* [Work task]:
An exact, complete copy of the lines below is the expected answer.

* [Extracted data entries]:

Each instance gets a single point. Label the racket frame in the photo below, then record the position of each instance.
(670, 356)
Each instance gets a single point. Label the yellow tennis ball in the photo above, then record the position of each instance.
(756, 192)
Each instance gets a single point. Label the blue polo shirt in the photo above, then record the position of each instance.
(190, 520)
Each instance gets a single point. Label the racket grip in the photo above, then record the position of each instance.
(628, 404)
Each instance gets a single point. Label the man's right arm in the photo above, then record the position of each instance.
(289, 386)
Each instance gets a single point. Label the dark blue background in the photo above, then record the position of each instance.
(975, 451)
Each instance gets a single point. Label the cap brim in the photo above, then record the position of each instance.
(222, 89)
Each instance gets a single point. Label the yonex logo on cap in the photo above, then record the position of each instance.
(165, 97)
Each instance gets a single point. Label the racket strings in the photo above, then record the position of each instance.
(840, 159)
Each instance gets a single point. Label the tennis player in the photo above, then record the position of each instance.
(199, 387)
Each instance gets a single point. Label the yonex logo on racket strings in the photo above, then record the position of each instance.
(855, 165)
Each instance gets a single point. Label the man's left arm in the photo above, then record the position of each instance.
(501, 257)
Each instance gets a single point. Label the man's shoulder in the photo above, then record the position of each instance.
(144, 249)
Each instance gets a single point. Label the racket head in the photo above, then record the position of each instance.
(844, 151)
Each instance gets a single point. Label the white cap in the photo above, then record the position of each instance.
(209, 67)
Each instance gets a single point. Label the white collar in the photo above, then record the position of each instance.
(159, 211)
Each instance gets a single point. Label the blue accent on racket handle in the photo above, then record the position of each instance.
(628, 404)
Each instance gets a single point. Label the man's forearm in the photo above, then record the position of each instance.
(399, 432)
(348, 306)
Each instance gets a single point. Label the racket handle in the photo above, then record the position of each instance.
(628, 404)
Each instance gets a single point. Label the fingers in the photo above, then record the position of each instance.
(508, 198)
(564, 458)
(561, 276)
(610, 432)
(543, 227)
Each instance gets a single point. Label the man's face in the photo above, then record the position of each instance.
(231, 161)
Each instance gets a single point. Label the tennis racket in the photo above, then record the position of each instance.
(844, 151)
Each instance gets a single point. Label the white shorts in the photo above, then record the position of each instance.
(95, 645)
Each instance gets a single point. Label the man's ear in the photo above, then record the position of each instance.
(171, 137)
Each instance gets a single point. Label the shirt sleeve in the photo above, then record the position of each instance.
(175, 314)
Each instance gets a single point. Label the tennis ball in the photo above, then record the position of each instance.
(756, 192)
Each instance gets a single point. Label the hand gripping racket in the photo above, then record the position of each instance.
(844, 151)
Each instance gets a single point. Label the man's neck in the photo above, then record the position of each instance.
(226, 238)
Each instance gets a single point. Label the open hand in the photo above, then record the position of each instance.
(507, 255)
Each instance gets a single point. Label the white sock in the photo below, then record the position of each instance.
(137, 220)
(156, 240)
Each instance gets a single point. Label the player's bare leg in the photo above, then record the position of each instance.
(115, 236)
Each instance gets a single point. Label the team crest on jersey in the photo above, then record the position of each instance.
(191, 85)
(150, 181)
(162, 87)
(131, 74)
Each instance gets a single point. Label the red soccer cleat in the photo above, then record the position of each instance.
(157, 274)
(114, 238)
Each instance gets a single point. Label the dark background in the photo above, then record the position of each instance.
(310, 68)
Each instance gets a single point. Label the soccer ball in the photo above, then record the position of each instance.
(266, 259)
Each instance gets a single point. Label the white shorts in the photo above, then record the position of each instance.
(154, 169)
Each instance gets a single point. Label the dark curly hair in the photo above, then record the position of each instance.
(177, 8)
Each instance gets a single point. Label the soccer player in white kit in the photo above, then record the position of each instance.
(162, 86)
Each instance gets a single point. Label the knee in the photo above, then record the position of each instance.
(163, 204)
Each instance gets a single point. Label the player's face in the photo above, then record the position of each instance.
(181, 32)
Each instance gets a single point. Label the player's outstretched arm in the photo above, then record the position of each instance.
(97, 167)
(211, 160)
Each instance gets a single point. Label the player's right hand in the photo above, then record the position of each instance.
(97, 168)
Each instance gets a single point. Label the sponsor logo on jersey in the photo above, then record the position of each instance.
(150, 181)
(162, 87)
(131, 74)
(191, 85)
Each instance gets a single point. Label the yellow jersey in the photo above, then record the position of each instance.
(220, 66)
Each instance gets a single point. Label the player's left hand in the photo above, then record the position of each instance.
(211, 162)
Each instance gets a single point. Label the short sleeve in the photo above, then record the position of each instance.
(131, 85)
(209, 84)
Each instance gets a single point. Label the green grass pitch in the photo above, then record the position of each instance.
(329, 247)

* [Exercise output]:
Each instance gets a single point. Label the racket frame in the photo below, then record the position of each instance.
(670, 356)
Each instance gets a single point. Label the yellow tennis ball in the photo above, then record the position of each instance.
(756, 192)
Each instance gets a single point. Label the blue polo shirt in the photo above, then record the position of each instance.
(190, 520)
Each instance gets a single point. Label the racket grip in the photo above, then record the position of each instance.
(628, 404)
Each instance gets a single point. Label the man's right arm in the photo above, then record the position of each instance.
(289, 386)
Each instance gets a single point. Label the dark blue background in the photo above, then record the position of each instance.
(975, 451)
Each instance gets a single point. Label the cap brim in the photo above, then record the position of each instance.
(222, 89)
Each instance gets a single point. Label the yonex logo on cap in the photo above, then record the position of each instance.
(165, 97)
Each instance gets a single point. Label the racket strings in the photo above, then record the position of each instance.
(840, 159)
Each instance gets a single point. Label the tennis player in the photo above, then record the position of each instance.
(199, 387)
Each instance gets a single point. Label the yonex logo on racket strings in the photo above, then record the position of each instance.
(855, 165)
Each instance gets a single point. Label the man's left arm in the photo above, then record the position of each instance.
(501, 257)
Each instance gets a single point. Label the man's shoulder in the photo above, then record the position of each instance.
(144, 249)
Each instance gets a single point. Label the racket head in the photo above, then record the position of each instance.
(844, 151)
Each instance gets a single point. Label the white cap in the photo above, then record the position of each instance.
(209, 67)
Each instance gets a single point. Label the white collar in the photo above, then record the position of each instance.
(159, 211)
Each instance gets a single point. Label the blue accent on racket handle in the photo above, then record the position of each instance.
(628, 404)
Each instance gets a single point. Label the man's forearm in the photo above, then record the position of each instance.
(399, 432)
(348, 306)
Each instance gets a single point. Label the racket handle in the photo above, then record the position of each instance.
(628, 404)
Each instance gets a single point. Label the fingers in the photo above, then record the position of each instance.
(508, 198)
(564, 458)
(561, 276)
(610, 432)
(543, 227)
Each instance gets a single point. Label the man's face in the photo above, then record the position of each instance.
(231, 161)
Each instance gets a single point. Label the tennis racket in the photo above, then record the position of each instance.
(844, 151)
Each instance gets a single point. Label the white shorts in the photo above, then record the position of each instance.
(95, 645)
Each instance gets a single point. Label the man's ear in the photo above, then record the position of each instance.
(171, 137)
Each instance gets a single point. Label the shirt sleeve in the photo above, then record the position of each instance.
(175, 314)
Each instance gets a single point. Label the tennis ball in the photo above, then record the position of each instance.
(756, 192)
Each instance gets a single point. Label the hand gripping racket in the photo above, then record the position of each instance.
(844, 151)
Each instance gets a single point. Label the man's neck in the photo above, then record the position of each instance.
(226, 238)
Each instance gets a single point. Label the open hand in the photo above, then record the position of each instance.
(507, 255)
Each instance gets a single point. Label the white sock in the photo below, then record the position of each instance.
(137, 220)
(156, 240)
Each instance gets a single point. Label the player's bare leg in the photo above, then record the position of each instance.
(115, 236)
Each instance gets a single point. Label the team crest on jersey in the photo above, then record the position of each instance.
(191, 85)
(150, 181)
(162, 87)
(131, 74)
Each instance gets a single point. Label the red soccer cleat in the photo above, then record the position of each instance.
(157, 274)
(114, 238)
Each instance gets a single point. Label the dark background in the photo above, then record the position of each instance.
(310, 68)
Each instance gets a single point. Label the soccer ball in the photo above, then record the position of each instance.
(266, 259)
Each instance gets a single point. Label the white shorts in the photo above, then record the position of each instance.
(154, 169)
Each instance gets a single point. Label the dark curly hair in the photo above, then record the position of each instance.
(177, 8)
Each instance gets a single point. Label the soccer player in white kit in the photo above, then record the position of each instance.
(162, 86)
Each instance gets a single point. Label the knee in the photo above, then record the position of each instance.
(163, 204)
Each instance gets a single point. Label the player's face in the photo above, then record the position of each instance.
(181, 32)
Each instance gets a single point. Label the player's outstretched arm in the photo above, then record the position of each instance.
(97, 167)
(211, 160)
Each instance gets a single point. Label the player's right hand in the photo above, then record the position of each instance.
(97, 168)
Each instance gets a single point. Label the sponsor logo on jersey in the photo above, then record the position of each instance.
(150, 181)
(162, 87)
(131, 74)
(191, 85)
Each instance gets a single point. Label the yellow jersey in the photo above, then record the position of each instance.
(220, 66)
Each instance gets a single point. Label the player's left hand in the photo above, then record the position of each instance.
(211, 162)
Each instance gets a single point. Label the short sleeve in the photo above, then record the position of each instance.
(131, 85)
(209, 84)
Each instance gets a single point. Label the green grass pitch in the photo above, then record the position of each instance.
(329, 247)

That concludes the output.